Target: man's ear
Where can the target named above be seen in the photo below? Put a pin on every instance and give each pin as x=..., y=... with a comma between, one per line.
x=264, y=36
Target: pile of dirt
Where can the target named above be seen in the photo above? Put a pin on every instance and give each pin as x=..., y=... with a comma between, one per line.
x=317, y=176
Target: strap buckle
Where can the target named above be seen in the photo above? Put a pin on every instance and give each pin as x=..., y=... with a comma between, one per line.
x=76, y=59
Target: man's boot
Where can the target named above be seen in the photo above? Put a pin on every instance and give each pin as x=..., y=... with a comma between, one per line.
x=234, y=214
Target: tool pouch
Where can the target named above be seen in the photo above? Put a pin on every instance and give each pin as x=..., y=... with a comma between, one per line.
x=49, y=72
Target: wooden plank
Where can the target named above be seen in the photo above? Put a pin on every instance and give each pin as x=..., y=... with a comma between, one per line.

# # # #

What you will do: Exactly the lines from the start of the entries through the one bearing "Target: strap buckle" are to be output, with both ends included.

Answer to this problem:
Target: man's ear
Where can the target named above be seen in the photo below? Put a pin on every instance and give each pin as x=..., y=... with a comma between, one per line.
x=264, y=36
Target: pile of dirt
Where can the target named above be seen in the photo above? Put a pin on every instance and give each pin as x=..., y=... with a comma between, one per line.
x=317, y=176
Target: strap buckle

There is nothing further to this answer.